I’m going to be completely transparent and say that I’m only on Chapter 2 of this book but I read Cooper’s work in the Crunk Feminist Collective which I also discuss in my Top Shelf post.  She is fierce, and thought provoking, and all about creating spaces for Black women’s voices.

In her opening chapter, Dr. Cooper (yes, gotta put some respeck on her name) talks about running into her former student, Erica who tells her, “I loved having you as my professor. Your lectures were filled with rage. But it was, like, the most eloquent rage ever.” At first Dr. Cooper is taken aback and replaces the word rage and anger with the word passionate but she then realizes that her former student is correct.

As one of my favorite podcasters, Crissle from The Read, states, “Words mean things.” Passionate is polite. Passionate is safe. I have even said this many times in an attempt to make others comfortable. I, along with every Black woman, know that anger and rage can get your ass fired, have Black women seen as a physical threat and reinforce stereotypes that don’t work in our favor. But Dr. Cooper is basically saying fuck all that. You gotta call a spade a spade. Not only do we need to feel our rage, we need to channel it so that we can get shit done.

Screen Shot 2018-02-28 at 8.00.20 AM.pngI tell people all the time that I can’t even write from a happy place, something that Dr. Cooper echoed in a recent interview with Cosmopolitan. Y’all lucky y’all got that heartwarming post a few weeks ago and that’s only because it was about my daughter. The rage is real and denying it only intensifies it. Last time I checked, I was not a professional pillow fluffer so my job is not to make people comfortable.

This goes back to Oluo’s book and the way we talk about race. It’s supposed to be uncomfortable. It’s supposed to challenge your beliefs. It’s supposed to make you re-evaluate those beliefs and work on creating new beliefs if need be. Most times, it’s only after a crazy incident happens that we are forced to talk about race and the rage associated with it. I’m not suggesting that we talk about race all day or else we’d never get any work done or just enjoy our friendships/relationships or enjoy our lives. But NOT discussing race could jeopardize all of the things that I just mentioned (work, relationships and our lives) and the ones with the most to lose are the ones who are most affected by it (just so we’re clear, Black people have the most to lose.)

- _Tasks_:
1. Retype the passage from the blog post starting with "I’m going to" and going on through "student is correct.".
2. According to the blog post, why does the writer say Black women often avoid naming their feelings as anger or rage? Answer in one to three sentences.
Rely on the blog post alone.

- _Supplied material_:

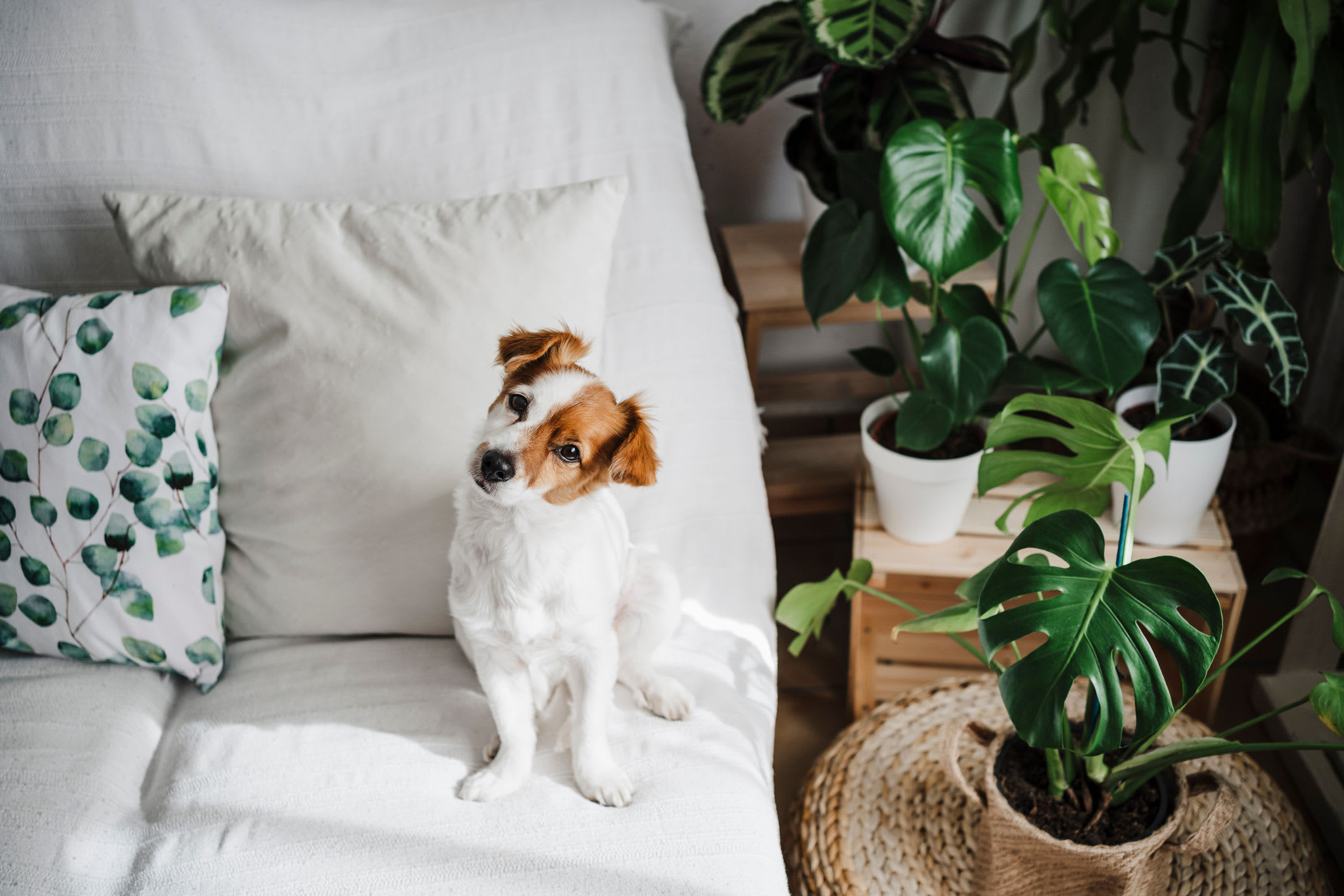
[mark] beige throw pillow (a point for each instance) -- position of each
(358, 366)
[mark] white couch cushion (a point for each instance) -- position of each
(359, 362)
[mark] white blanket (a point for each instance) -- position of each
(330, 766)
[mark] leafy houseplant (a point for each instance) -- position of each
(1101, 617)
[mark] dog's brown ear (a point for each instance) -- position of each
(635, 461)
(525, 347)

- _Task responses_:
1.
I’m going to be completely transparent and say that I’m only on Chapter 2 of this book but I read Cooper’s work in the Crunk Feminist Collective which I also discuss in my Top Shelf post.  She is fierce, and thought provoking, and all about creating spaces for Black women’s voices.

In her opening chapter, Dr. Cooper (yes, gotta put some respeck on her name) talks about running into her former student, Erica who tells her, “I loved having you as my professor. Your lectures were filled with rage. But it was, like, the most eloquent rage ever.” At first Dr. Cooper is taken aback and replaces the word rage and anger with the word passionate but she then realizes that her former student is correct.

2. Anger and rage can get a Black woman fired, make her be seen as a physical threat, and reinforce stereotypes that don't work in her favor. For that reason, the writer says she has often used the polite, safe word "passionate" instead, to make others comfortable.